Sunday, October 12, 2014

No. 58 – August 8, 2013 - The Big One in Field's Brook and Scoop Jackson

by Melinda Pillsbury-Foster 

Suckers were silvery fish which came up the streams in the springtime. Fishing for suckers meant putting on your boots to wade Field's Brook, carrying your seven foot spear. It was 1944 and Lefty was ten, one of a big Italian family on East 16th Street, where Field's Brook enters the harbor the day he encountered a Northern Pike, over three feet long. Thinking it was a railroad tie, he touched it with his spear. Erupting in motion, the fish was gone, and so was Lefty, each shocked by their encounter.

Telling his uncle about it later Dr. Harry Cabissero, exclaimed he had never seen a fish that size when fishing in Canada.

The Iroquois called it, “River of Many Fishes,” and so it was.

Carmen Cabissero, always known as Lefty, grew up to serve in the U. S. Army during Korea, coming home to work for the railroads and play baseball. Along with raising a family, public service was also important to him, then, and still today as he serves as secretary for the Port Authority.

Not so much concerned about a person's party, Lefty voted for the man or woman he believed understood and supported the people. This was one of the reasons he became a supporter, and delegate, for a presidential candidate who felt the same.

On April 29, 1972 Lefty organized a reception for U. S. Senator Henry Martin “Scoop” Jackson's primary run against George McGovern at the Ashtabula Hotel on Main Avenue. About Jackson Lefty said, “He was the best president we never had – a strong clean air and water man, a strong law-and-order man.” Speaking of the Senator Reagan said , “Scoop Jackson was convinced there's no place for partisanship in foreign and defense policy.” Given his straight from the shoulder attitudes, Jackson would probably broaden his statement today.

_____

Please reproduce the Field's Brook piece word for word, from start to finish.

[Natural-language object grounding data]
_____

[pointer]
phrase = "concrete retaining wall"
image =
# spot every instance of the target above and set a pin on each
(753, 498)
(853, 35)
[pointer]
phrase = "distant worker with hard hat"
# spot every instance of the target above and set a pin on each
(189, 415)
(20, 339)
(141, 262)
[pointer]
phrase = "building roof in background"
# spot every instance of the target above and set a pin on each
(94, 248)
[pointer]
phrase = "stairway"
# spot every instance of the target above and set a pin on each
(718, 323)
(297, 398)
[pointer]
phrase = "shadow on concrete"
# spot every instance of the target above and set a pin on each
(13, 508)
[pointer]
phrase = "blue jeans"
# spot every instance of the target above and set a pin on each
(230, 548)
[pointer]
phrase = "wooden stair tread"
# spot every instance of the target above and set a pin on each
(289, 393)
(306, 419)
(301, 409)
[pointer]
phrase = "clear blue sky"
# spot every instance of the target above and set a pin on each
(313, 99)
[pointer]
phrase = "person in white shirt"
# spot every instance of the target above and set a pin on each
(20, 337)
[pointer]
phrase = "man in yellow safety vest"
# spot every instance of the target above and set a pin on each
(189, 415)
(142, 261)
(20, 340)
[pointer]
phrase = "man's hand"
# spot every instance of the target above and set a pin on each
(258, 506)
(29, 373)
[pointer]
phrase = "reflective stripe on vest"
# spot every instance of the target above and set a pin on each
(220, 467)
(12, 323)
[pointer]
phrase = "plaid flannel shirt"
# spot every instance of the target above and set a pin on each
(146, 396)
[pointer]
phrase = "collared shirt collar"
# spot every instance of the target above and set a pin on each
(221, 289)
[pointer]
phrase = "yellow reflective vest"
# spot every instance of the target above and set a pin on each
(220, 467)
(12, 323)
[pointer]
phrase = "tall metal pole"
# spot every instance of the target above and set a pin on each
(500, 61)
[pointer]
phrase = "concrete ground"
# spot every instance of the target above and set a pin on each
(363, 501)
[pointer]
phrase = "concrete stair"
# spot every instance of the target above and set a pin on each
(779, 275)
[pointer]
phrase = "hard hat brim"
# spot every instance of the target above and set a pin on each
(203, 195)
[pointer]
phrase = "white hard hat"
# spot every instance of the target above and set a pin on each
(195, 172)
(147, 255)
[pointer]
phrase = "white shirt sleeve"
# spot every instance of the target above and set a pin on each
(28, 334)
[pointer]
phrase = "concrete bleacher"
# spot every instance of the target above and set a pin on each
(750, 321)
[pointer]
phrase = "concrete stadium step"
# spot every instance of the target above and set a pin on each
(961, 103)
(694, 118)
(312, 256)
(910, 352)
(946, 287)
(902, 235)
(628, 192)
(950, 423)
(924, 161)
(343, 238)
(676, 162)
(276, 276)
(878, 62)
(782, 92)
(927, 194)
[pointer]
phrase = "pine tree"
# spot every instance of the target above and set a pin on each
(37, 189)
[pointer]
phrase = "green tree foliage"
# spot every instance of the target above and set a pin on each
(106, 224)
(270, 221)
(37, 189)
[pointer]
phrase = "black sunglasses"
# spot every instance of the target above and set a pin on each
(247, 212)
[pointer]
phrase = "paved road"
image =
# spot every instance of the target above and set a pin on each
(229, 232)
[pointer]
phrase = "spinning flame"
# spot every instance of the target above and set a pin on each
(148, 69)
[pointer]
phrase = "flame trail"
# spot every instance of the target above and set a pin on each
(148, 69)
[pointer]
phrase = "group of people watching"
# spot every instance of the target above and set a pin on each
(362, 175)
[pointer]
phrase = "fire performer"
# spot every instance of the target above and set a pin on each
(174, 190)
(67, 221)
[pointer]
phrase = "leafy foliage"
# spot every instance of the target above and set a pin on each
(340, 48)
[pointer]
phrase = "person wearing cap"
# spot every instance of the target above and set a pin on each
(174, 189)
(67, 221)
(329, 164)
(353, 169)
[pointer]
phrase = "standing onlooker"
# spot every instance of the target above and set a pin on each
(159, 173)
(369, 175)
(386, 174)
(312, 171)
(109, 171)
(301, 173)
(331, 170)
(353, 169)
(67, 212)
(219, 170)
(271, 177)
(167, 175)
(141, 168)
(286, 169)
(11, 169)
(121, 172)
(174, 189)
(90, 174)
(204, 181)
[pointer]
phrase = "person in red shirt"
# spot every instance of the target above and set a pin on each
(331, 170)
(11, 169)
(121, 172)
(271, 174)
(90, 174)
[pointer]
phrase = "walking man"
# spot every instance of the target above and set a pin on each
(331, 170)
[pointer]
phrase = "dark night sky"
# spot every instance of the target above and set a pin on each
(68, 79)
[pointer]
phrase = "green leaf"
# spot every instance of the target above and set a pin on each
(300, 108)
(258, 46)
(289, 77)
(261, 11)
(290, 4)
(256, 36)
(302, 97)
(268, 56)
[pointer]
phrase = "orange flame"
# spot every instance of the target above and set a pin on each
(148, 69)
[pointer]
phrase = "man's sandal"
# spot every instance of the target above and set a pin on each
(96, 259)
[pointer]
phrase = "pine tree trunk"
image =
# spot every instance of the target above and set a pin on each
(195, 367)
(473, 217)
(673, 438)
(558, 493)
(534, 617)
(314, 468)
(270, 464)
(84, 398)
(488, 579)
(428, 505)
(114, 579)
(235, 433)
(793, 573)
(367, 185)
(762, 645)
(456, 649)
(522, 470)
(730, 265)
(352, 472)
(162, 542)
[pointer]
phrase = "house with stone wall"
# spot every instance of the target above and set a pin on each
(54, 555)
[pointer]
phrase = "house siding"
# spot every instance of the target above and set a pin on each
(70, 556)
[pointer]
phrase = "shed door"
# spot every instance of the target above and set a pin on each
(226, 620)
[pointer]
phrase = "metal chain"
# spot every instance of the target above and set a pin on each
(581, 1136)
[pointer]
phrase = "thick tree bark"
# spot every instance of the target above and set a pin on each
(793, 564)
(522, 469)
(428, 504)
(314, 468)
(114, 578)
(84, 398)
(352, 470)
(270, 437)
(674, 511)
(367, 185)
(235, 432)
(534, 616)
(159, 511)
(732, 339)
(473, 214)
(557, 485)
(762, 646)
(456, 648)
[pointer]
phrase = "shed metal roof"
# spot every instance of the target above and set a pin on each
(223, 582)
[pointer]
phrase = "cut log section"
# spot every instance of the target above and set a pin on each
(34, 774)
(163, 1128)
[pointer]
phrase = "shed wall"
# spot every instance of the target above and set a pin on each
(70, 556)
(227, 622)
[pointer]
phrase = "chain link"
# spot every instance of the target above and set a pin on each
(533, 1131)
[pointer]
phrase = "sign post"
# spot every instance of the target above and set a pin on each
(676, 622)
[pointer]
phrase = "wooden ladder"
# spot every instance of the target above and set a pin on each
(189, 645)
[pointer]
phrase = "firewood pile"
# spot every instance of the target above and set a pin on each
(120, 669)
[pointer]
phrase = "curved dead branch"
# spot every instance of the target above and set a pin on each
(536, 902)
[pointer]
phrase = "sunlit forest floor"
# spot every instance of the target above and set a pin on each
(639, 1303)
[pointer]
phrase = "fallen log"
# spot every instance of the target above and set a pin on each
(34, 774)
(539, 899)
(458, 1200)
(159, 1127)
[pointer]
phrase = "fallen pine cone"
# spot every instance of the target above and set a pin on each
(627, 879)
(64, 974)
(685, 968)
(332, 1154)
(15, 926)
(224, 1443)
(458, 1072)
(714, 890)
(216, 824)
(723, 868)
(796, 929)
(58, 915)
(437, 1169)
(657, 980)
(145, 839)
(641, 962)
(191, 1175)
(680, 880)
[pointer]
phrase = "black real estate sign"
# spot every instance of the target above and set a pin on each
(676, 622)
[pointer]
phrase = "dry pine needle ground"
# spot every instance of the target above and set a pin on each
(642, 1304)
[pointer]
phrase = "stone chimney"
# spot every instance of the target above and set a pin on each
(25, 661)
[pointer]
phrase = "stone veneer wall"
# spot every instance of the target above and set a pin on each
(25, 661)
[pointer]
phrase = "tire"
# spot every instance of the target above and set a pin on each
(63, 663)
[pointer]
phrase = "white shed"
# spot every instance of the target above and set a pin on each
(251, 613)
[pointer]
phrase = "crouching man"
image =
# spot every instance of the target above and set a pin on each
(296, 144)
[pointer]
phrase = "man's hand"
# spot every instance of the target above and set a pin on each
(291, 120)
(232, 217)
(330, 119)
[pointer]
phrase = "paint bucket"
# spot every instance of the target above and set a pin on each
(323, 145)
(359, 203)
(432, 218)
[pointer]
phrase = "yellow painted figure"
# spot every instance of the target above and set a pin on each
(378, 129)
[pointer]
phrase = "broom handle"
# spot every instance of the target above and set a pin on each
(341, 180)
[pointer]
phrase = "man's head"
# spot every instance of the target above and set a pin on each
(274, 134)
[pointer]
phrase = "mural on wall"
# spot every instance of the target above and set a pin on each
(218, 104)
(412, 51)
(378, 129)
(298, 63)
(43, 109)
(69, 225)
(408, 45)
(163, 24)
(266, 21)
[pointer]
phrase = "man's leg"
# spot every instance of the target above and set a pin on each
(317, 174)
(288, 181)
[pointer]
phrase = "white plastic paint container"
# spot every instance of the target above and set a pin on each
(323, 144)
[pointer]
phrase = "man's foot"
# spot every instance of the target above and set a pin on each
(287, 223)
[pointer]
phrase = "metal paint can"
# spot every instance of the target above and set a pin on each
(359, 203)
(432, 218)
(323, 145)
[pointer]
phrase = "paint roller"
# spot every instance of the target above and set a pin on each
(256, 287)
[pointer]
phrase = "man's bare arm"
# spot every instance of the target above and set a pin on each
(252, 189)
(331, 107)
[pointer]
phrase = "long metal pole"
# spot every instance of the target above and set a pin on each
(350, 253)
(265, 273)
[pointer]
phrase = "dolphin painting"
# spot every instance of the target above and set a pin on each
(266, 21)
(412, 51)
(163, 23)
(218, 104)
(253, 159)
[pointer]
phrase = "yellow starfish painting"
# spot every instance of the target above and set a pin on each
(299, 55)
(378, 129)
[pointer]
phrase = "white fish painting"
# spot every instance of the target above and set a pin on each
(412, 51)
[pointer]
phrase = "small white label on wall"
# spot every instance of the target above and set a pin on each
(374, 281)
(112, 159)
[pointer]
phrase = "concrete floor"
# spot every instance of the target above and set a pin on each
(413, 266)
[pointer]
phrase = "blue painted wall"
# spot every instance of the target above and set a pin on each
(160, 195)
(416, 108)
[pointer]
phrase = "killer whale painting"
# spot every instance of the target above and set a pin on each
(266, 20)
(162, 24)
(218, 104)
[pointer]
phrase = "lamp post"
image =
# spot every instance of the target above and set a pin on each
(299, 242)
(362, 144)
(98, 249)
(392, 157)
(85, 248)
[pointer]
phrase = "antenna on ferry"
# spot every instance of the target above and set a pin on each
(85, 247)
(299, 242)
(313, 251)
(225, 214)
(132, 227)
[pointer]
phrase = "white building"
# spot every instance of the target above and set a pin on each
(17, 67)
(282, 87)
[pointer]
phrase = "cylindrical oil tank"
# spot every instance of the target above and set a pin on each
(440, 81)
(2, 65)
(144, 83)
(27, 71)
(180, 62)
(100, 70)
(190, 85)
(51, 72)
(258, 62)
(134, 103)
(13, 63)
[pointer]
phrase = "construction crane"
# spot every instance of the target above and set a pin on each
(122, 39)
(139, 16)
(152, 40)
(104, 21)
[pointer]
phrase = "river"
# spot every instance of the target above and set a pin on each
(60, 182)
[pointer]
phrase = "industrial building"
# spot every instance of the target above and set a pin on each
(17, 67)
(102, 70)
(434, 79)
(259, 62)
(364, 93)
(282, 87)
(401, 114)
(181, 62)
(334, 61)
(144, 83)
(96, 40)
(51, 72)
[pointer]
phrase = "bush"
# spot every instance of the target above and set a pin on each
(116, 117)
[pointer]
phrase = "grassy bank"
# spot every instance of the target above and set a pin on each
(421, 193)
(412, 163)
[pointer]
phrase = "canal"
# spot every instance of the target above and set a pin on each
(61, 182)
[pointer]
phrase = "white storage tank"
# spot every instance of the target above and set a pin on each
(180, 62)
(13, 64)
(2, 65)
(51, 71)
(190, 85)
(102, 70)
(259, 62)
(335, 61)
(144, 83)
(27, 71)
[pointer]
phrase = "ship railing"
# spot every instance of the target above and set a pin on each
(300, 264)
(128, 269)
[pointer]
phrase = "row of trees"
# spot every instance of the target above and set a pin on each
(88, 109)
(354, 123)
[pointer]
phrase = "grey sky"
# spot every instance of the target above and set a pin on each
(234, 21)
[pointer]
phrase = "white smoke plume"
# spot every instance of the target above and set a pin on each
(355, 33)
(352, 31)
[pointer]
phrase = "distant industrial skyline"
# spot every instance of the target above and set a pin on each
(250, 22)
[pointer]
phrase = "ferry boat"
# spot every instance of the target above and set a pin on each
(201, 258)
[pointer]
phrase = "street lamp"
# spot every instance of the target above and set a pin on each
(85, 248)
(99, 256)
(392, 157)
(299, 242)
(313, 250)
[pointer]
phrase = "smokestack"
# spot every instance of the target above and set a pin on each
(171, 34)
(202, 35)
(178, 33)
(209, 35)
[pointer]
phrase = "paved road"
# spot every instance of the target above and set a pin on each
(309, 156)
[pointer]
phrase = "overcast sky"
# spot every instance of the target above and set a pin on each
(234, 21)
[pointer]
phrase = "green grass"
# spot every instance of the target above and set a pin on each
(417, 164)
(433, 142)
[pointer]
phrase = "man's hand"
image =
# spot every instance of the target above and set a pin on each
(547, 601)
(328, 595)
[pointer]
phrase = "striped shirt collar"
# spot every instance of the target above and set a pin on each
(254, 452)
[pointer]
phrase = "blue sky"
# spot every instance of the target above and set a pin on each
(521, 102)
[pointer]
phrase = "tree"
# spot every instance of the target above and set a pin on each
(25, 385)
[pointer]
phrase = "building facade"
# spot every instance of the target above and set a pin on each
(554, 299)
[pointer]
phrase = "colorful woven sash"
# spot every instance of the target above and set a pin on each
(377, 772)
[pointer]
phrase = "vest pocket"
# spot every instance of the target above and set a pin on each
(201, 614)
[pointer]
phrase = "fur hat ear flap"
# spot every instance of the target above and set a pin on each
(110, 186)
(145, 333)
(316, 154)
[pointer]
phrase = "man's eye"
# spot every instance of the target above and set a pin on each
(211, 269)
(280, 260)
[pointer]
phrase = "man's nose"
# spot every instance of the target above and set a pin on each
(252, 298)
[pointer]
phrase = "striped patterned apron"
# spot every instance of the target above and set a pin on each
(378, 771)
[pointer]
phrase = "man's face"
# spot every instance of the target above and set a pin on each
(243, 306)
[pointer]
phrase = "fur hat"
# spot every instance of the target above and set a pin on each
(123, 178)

_____

## Response area
Sunday, October 12, 2014

No. 58 – August 8, 2013 - The Big One in Field's Brook and Scoop Jackson

by Melinda Pillsbury-Foster 

Suckers were silvery fish which came up the streams in the springtime. Fishing for suckers meant putting on your boots to wade Field's Brook, carrying your seven foot spear. It was 1944 and Lefty was ten, one of a big Italian family on East 16th Street, where Field's Brook enters the harbor the day he encountered a Northern Pike, over three feet long. Thinking it was a railroad tie, he touched it with his spear. Erupting in motion, the fish was gone, and so was Lefty, each shocked by their encounter.

Telling his uncle about it later Dr. Harry Cabissero, exclaimed he had never seen a fish that size when fishing in Canada.

The Iroquois called it, “River of Many Fishes,” and so it was.

Carmen Cabissero, always known as Lefty, grew up to serve in the U. S. Army during Korea, coming home to work for the railroads and play baseball. Along with raising a family, public service was also important to him, then, and still today as he serves as secretary for the Port Authority.

Not so much concerned about a person's party, Lefty voted for the man or woman he believed understood and supported the people. This was one of the reasons he became a supporter, and delegate, for a presidential candidate who felt the same.

On April 29, 1972 Lefty organized a reception for U. S. Senator Henry Martin “Scoop” Jackson's primary run against George McGovern at the Ashtabula Hotel on Main Avenue. About Jackson Lefty said, “He was the best president we never had – a strong clean air and water man, a strong law-and-order man.” Speaking of the Senator Reagan said , “Scoop Jackson was convinced there's no place for partisanship in foreign and defense policy.” Given his straight from the shoulder attitudes, Jackson would probably broaden his statement today.